**PASSAGE TO READ:**
══════════════════════════════

My main goal is doing segmentation btw.

So the main question is: Is there any point doing a Conv3D operation on a single volume with only 1 channel?

Hopefully it’s clear what I mean, let me know otherwise!

I’ve been trying to figure out a similar question myself, and your question actually broke it open for me. Here’s what I have come to understand:

When using Conv2D, the expectation is that all the input channels will be included in each convolution. For your 3D dataset, your in_channels would necessarily be 155. So your kernels will be of shape (155, kernel_size[0], kernel_size[1]) and you will have out_channels number of kernels to prouduce that many outputs. If you consider only one output, the pixel at index [0, 0, 0] will be a result of the the pixels within the window when centered at locations [1, 1] for all 155 slices. This is why conv2d is named as such; the kernel cannot move in the third dimension. So it does in fact perform a 3D convolution, but it can’t actually move in the third dimension because it’s as deep as the input, by default. Conv3D on the other hand, is not limited to the same depth. In other words, the kernel can move in the 3rd dimension (though, it does not have to). Suppose you suspect there are meaningful spatial relationships in the 3rd dimension that span a depth of 3 slices, but you are skeptical that they extend beyond that, then you wouldn’t want to use Conv2D, because it will span the entire depth for every kernel. Using Conv3D, you can define the kernel so that it will only center over 3 slices at a time. Thus, your output at index [0, 0, 0] will come from the kernel when it is centered at [1, 1, 1] for only the first 3 slices. The kernel will drag across the entire 3-slice volume, then shift down one, and repeat, building up a new image volume, where each layer is some representation of the voxels in that window, but not the entire volume of slices in the (x, y) window.

══════════════════════════════

**ENTRIES SHOWN:**

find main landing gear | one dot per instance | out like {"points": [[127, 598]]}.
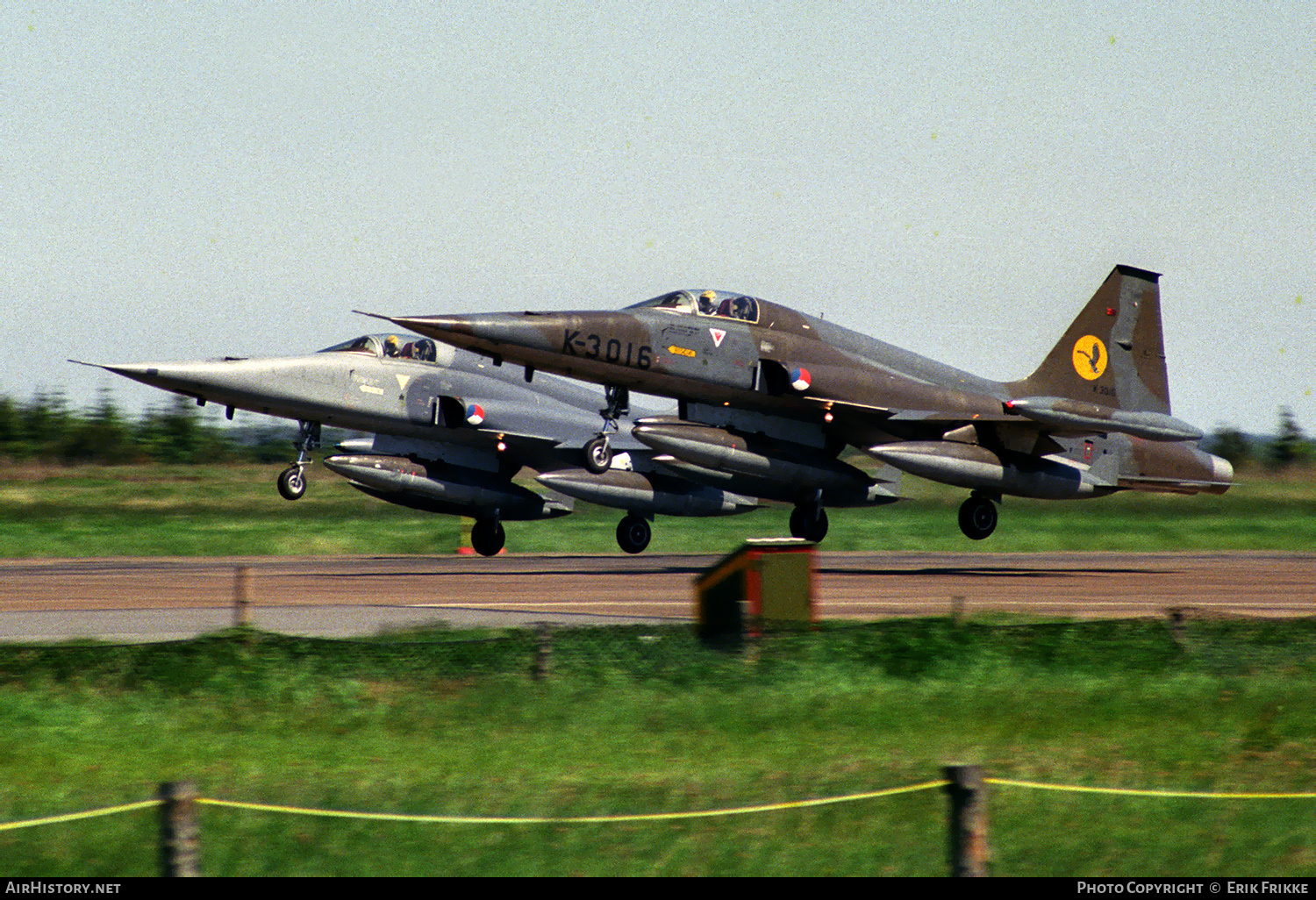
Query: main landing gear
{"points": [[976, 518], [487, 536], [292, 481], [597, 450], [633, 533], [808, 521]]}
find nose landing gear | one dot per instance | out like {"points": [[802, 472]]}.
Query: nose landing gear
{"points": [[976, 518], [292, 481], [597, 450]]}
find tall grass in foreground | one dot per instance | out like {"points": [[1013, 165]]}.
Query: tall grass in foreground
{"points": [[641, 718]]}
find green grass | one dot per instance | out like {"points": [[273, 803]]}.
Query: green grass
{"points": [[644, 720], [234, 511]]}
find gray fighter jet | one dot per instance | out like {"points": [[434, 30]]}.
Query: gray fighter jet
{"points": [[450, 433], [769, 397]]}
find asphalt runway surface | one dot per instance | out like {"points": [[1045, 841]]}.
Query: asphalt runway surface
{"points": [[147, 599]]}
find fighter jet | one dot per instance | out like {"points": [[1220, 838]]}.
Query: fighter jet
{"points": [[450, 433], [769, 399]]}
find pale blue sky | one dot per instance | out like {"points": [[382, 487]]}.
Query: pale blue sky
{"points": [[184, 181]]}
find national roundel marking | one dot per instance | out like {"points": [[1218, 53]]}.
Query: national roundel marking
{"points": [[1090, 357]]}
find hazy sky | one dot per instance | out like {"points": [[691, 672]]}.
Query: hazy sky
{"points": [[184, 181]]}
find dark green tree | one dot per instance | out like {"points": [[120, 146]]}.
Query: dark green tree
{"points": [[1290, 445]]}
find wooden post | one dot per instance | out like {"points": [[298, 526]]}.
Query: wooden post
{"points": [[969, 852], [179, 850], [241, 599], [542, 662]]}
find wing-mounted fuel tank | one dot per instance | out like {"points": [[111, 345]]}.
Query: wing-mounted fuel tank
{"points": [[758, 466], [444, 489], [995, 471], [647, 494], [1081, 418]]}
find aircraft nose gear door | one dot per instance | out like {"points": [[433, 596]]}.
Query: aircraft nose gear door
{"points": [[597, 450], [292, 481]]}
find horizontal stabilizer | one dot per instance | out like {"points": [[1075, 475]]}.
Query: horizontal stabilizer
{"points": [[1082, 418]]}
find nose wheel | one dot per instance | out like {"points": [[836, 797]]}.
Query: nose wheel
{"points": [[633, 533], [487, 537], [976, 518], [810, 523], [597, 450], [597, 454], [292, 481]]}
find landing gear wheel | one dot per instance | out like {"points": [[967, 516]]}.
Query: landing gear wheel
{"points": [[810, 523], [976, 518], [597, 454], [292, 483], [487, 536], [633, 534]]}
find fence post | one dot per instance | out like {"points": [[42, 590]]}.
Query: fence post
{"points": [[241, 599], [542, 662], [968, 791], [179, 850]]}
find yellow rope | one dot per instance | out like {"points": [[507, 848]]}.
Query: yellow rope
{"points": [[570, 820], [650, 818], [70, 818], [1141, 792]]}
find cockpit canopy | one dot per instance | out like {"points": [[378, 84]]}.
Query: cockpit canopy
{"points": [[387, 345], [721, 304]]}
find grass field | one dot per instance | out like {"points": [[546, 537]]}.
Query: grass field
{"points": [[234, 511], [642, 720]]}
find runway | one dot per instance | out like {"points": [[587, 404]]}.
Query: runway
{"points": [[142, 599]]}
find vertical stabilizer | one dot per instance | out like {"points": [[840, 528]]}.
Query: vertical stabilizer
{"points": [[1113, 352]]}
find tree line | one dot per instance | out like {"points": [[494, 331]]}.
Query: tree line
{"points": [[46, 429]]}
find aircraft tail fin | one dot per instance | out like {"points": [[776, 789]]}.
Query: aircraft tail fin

══════════════════════════════

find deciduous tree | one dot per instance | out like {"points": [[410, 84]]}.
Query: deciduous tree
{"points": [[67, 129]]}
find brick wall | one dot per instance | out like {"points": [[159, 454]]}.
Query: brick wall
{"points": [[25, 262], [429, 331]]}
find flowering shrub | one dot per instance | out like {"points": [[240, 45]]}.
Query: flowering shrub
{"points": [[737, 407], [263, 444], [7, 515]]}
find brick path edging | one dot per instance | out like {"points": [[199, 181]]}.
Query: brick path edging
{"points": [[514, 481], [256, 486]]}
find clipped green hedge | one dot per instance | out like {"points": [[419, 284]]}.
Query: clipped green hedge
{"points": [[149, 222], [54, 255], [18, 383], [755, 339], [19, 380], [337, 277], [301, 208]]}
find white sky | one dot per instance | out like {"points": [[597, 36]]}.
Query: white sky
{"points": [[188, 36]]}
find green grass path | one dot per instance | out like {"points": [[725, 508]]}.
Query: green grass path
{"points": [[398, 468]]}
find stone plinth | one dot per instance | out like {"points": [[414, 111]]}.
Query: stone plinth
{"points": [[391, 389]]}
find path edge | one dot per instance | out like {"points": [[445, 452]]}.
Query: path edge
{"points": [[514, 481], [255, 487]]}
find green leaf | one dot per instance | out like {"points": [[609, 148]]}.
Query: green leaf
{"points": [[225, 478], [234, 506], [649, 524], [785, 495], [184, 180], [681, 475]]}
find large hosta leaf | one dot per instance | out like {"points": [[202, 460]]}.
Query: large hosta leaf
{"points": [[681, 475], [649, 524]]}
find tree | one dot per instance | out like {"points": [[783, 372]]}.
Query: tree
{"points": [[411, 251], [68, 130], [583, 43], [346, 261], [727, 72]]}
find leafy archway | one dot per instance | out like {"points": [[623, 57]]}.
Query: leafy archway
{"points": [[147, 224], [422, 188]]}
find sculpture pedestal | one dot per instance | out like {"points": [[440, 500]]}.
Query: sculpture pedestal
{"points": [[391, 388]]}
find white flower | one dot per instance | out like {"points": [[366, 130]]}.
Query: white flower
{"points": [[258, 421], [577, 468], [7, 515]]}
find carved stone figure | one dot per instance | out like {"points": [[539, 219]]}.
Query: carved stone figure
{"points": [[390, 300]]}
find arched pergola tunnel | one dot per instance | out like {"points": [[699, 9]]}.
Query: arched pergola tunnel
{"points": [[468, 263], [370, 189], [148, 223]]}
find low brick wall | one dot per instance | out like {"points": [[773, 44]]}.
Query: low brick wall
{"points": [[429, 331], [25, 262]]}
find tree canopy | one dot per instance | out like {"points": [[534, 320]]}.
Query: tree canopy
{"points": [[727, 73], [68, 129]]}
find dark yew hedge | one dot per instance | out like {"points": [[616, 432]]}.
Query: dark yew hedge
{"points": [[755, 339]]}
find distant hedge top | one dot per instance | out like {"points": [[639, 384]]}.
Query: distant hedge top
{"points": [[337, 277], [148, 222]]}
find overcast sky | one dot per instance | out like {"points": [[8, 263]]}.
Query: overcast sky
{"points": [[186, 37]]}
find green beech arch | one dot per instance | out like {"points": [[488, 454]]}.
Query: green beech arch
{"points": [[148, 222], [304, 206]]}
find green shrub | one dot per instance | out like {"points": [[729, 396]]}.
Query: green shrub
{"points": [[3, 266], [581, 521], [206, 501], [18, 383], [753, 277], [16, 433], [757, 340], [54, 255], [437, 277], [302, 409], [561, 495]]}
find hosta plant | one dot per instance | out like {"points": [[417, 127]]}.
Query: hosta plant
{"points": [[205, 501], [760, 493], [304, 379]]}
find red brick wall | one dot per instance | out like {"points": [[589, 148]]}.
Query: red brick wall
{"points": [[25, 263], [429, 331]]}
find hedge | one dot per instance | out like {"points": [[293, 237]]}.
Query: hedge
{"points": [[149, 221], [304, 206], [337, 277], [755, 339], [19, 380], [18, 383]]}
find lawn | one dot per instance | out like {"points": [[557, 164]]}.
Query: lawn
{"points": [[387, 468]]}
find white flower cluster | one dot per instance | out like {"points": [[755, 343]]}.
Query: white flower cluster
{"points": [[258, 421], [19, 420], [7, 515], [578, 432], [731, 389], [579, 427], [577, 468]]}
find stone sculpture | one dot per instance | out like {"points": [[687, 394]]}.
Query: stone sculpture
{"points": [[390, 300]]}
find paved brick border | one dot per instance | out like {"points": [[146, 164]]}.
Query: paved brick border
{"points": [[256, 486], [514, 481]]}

══════════════════════════════

**EXERCISE TASKS:**
[a] List every parameter name in the Conv2D and Conv3D discussion that contains an underscore.
[b] Answer each question from the Conv2D and Conv3D discussion, one answer per line, marked as the questions are:
(i) What does the person asking give as the main goal?
(ii) What value would in_channels necessarily be for the 3D dataset when using Conv2D?
(iii) In the Conv3D example, how many slices does the kernel center over at a time?
[c] Continue the Conv2D and Conv3D discussion from where it stops.
The records come from a separate source.

**ANSWERS BELOW:**
[a] in_channels, kernel_size, out_channels

[b]
(i) Doing segmentation.
(ii) 155.
(iii) 3.

[c]
To really drive home the difference for me, it was helpful to think about your 4D set. Suppose you thought the 4D set had meaningful temporal relationships across 3 time steps. Then Conv3D is perfect, with in_channels = 155 and kernel_size = (3, 3, 3). Maybe, on the other hand, you suspect these relationships span all of time, but the depth relationships are limited to within 3 slices. Again, Conv3D is the tool for you, but now in_channels = 20. I should add, you’d need to permute dimensions for both of these cases to work.

What if you think both time and depth relationships are limited to a certain spacetime within your volume? You need Conv4D (which is not included in PyTorch yet). Recognizing why you would need that – so you could drag a kernel through the depth of your voxels across a few (but not all) timesteps at a time – is what really made it clear for me how these work differently.

Using Conv2D on a 3D volume is similar to using Conv1D on a 2D image, and using one of the spatial dimension as a channel dimension. It can be said that Conv2D does not consider all height slices of the 2D images simultaneously, just like Conv3D does not consider all depth slices simultaneously.

Convolutional layer is very similar to a linear layer, e.g. a perceptron. In fact, if kernel size is 1x1, then such convolutional layer is equivalent to applying one linear layer to vectors of channels of each pixel of the input image. Crucially it does not care about the ordering of input channels. For example, you could take your 3D CT scans dataset and randomly permute all of them along the depth dimension, as long you apply the same permutation to all scans, you can still train a Conv2D perfectly fine, even though to you (and to Conv3D) such image would look jumbled if you slice it along width or height dimensions. Conv2D doesn’t see the spatial structure in the depth dimension, so Conv3D is likely going to be more effective. Especially if you do segmentation, passing entire volume Conv2D is extremely unlikely to work and is similar to trying to do segmentation with a multi-layer perceptron.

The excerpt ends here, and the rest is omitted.